(Natural-language object grounding data)
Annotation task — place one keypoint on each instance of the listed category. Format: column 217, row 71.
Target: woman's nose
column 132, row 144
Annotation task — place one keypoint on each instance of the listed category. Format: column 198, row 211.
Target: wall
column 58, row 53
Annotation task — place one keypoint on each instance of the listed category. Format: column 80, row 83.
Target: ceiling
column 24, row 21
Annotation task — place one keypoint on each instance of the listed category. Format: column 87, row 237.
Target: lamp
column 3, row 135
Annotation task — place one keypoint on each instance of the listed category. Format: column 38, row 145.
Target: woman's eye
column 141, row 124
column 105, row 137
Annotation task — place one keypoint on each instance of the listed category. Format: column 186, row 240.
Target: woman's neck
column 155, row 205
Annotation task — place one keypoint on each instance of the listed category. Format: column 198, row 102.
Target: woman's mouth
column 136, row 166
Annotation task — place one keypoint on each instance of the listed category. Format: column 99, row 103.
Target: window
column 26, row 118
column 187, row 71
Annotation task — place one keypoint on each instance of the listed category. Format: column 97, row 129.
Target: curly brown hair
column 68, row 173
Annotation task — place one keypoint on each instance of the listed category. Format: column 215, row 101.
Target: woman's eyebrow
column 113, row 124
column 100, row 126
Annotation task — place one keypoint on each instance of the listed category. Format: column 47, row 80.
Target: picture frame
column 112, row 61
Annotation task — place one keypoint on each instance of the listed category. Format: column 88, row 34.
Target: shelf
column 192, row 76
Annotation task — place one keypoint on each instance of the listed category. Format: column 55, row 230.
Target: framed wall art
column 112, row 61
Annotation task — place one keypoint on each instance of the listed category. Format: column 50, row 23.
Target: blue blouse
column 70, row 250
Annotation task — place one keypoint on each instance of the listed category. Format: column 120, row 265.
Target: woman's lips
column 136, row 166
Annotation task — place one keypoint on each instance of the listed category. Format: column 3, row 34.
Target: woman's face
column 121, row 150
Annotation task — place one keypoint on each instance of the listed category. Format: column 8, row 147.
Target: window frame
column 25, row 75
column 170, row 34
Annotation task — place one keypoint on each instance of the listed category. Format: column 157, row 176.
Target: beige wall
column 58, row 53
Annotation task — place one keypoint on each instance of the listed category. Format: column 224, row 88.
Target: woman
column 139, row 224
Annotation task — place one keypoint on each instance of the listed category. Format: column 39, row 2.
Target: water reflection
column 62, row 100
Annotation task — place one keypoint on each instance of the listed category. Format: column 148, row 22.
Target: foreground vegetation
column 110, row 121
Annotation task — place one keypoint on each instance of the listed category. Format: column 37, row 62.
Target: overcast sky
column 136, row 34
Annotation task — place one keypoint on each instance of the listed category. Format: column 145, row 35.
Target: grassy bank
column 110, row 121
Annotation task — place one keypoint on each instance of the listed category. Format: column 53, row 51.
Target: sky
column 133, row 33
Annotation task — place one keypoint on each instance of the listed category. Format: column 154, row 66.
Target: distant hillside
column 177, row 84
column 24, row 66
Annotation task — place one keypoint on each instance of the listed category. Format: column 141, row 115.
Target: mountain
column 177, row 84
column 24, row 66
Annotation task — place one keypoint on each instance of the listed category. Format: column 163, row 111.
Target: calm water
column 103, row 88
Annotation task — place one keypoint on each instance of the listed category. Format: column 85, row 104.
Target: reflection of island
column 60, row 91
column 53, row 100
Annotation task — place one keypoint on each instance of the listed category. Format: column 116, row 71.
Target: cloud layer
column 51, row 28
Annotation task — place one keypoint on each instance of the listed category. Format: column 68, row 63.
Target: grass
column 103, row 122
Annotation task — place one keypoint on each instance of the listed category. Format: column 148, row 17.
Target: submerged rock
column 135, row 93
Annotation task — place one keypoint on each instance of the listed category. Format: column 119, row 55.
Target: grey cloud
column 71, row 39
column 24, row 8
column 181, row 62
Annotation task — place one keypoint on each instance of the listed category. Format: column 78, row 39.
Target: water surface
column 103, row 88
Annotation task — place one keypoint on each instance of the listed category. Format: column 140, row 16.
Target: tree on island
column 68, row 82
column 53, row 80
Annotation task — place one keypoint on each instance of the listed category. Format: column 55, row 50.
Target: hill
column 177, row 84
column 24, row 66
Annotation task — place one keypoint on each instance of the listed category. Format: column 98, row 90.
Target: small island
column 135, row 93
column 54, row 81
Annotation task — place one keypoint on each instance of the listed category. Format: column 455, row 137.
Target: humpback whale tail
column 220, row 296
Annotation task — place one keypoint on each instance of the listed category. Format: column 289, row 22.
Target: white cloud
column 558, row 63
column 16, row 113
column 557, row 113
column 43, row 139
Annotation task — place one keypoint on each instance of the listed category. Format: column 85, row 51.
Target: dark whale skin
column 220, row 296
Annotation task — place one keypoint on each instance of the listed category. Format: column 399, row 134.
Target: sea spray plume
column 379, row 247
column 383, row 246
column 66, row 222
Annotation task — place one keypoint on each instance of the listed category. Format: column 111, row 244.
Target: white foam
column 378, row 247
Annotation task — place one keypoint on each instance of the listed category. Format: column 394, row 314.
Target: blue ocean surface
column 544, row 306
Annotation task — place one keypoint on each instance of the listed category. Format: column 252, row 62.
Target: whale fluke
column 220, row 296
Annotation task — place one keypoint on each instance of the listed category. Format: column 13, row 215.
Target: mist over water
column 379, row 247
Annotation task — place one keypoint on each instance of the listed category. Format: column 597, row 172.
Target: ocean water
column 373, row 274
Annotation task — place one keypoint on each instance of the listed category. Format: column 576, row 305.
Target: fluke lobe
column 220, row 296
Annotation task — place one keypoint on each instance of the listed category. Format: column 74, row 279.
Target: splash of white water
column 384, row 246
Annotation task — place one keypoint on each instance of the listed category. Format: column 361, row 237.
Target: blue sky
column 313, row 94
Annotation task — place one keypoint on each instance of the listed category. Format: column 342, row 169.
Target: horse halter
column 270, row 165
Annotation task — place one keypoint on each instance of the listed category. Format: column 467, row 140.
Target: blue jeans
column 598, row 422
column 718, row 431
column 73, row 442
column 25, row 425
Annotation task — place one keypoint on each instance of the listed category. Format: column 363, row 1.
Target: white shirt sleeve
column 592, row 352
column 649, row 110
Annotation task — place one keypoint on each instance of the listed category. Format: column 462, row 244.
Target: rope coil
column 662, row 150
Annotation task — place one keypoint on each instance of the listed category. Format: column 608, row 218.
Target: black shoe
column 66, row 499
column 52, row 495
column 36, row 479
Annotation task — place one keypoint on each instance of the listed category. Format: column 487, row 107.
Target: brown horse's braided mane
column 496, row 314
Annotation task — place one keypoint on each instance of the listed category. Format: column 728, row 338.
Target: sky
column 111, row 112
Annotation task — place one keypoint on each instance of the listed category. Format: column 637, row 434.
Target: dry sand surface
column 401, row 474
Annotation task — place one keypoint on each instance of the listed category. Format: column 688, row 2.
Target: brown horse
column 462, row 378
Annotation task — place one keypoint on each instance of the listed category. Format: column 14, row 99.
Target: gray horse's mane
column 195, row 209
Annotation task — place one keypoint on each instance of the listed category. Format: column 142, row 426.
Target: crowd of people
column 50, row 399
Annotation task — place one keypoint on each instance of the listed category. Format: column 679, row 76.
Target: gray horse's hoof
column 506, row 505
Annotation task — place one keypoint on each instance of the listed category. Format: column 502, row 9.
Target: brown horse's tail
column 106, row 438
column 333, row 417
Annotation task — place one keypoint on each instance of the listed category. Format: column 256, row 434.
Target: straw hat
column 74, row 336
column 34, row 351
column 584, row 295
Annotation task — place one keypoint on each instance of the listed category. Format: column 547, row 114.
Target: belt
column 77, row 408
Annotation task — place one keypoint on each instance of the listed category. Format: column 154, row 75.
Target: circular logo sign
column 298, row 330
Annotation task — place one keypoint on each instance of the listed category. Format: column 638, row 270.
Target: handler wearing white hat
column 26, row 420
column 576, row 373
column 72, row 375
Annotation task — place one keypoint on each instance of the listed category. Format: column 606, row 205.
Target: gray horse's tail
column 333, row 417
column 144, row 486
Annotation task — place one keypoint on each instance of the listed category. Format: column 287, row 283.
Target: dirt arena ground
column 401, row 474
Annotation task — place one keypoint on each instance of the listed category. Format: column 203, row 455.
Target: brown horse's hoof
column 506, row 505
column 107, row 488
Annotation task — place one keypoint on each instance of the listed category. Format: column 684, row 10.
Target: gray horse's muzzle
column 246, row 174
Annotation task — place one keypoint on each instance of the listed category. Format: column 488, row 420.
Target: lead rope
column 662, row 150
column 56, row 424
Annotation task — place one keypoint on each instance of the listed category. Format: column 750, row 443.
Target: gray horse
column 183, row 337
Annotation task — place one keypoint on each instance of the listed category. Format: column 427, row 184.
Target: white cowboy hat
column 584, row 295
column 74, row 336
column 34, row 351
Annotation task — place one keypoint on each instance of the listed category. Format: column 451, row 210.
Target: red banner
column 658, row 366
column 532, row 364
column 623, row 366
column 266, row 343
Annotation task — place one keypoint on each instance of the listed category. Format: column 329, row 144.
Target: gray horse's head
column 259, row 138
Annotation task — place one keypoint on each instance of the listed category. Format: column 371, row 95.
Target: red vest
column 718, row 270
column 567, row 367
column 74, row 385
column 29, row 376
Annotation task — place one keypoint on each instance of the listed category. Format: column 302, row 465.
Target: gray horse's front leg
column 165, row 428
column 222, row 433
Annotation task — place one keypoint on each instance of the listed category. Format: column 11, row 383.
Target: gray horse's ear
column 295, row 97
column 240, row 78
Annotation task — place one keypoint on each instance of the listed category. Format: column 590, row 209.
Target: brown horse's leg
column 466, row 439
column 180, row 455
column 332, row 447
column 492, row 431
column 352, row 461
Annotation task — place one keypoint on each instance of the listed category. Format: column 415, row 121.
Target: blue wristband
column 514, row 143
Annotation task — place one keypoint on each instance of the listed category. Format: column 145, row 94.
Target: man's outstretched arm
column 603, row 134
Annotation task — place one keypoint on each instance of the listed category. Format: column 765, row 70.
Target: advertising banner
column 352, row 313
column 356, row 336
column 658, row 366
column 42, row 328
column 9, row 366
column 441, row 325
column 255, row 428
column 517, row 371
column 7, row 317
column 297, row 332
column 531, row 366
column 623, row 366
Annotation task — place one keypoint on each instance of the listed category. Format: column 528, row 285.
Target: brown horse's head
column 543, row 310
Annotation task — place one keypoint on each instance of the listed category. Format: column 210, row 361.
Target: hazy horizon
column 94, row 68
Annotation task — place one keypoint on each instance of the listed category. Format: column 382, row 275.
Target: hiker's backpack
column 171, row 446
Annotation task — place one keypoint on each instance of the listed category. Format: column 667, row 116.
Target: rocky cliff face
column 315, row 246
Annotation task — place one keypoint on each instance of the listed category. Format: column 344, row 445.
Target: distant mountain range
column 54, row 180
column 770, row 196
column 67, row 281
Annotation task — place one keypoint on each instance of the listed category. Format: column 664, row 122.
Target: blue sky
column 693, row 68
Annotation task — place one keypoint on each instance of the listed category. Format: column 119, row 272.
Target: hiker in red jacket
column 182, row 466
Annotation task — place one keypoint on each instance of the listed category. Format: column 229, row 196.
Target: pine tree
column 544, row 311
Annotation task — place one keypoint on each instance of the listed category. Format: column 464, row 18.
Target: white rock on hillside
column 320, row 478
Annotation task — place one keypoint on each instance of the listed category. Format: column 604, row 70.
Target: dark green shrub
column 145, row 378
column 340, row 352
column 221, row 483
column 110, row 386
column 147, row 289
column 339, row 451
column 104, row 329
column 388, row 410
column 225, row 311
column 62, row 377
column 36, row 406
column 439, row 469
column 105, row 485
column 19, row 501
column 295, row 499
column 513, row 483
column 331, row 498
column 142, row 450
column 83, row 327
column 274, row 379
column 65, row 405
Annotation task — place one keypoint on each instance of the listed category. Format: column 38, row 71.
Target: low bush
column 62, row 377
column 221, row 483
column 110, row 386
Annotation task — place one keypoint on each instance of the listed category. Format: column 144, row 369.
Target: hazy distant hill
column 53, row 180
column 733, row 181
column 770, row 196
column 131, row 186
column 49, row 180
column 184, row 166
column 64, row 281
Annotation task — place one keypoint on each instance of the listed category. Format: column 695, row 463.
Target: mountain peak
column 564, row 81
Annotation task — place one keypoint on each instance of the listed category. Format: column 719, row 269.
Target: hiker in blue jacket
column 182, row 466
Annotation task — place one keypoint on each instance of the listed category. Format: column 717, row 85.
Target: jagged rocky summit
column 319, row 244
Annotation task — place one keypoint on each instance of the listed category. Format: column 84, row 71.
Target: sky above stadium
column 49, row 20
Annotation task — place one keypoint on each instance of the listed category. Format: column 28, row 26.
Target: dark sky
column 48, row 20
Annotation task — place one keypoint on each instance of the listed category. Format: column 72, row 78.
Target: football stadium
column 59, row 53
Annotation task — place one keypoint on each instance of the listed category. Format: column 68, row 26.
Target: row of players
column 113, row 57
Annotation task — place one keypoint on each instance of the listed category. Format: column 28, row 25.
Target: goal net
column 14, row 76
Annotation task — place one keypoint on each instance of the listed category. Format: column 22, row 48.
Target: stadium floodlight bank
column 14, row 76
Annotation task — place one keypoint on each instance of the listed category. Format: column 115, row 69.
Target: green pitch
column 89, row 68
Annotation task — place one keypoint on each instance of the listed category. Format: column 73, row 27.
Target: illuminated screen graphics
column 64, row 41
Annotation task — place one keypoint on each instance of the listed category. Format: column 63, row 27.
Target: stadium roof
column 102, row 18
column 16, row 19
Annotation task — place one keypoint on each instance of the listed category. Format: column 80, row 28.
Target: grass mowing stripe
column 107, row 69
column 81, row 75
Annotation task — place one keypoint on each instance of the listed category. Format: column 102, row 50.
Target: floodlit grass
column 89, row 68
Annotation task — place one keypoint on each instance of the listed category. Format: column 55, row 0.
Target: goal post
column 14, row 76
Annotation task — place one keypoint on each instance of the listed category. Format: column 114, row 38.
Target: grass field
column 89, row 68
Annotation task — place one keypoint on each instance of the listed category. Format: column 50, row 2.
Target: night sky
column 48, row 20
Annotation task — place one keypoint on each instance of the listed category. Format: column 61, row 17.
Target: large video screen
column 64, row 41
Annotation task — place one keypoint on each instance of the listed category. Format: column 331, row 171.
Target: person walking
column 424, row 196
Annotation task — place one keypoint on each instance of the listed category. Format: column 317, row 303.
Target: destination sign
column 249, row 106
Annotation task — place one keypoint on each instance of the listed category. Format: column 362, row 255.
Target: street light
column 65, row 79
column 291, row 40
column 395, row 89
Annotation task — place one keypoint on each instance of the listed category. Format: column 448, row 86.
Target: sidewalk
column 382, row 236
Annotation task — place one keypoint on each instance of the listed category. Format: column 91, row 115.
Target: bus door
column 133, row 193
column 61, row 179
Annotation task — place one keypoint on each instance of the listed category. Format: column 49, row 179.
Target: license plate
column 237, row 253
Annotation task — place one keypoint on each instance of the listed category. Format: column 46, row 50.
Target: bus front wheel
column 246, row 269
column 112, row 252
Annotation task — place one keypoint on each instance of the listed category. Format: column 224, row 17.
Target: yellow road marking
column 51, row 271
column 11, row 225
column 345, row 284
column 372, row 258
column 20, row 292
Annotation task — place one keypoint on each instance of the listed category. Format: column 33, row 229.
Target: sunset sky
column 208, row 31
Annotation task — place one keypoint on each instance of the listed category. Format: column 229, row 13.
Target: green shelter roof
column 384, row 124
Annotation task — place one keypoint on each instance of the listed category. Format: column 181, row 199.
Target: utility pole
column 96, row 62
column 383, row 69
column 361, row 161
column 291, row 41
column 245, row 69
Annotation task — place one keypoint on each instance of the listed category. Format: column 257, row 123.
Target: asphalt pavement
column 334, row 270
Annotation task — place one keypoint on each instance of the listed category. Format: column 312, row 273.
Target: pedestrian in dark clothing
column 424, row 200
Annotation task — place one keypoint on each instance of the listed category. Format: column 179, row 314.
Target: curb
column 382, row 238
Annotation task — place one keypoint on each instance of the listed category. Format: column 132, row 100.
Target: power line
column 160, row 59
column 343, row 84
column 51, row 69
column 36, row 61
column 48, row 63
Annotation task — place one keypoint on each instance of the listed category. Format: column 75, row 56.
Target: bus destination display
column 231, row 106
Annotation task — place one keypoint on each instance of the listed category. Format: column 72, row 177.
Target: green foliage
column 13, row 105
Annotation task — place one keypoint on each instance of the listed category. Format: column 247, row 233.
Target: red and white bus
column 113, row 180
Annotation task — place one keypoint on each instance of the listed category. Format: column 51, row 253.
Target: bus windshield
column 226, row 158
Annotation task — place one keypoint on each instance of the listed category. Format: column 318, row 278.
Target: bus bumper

• **Task directions**: Copy out each line of the data above, exactly, if it lies between the line holding "28, row 25." and the line holding "63, row 27.", inclusive; copy no other line.

• **Solution for this exercise**:
Annotation task — place one keypoint on each instance of the listed category. Format: column 28, row 25.
Target: goal net
column 14, row 76
Annotation task — place one keypoint on each instance of the listed category. Format: column 22, row 48.
Target: stadium floodlight bank
column 14, row 76
Annotation task — place one keypoint on each instance of the listed category. Format: column 115, row 69.
Target: green pitch
column 89, row 68
Annotation task — place one keypoint on each instance of the listed category. Format: column 73, row 27.
Target: illuminated screen graphics
column 64, row 41
Annotation task — place one keypoint on each instance of the listed category. Format: column 63, row 27.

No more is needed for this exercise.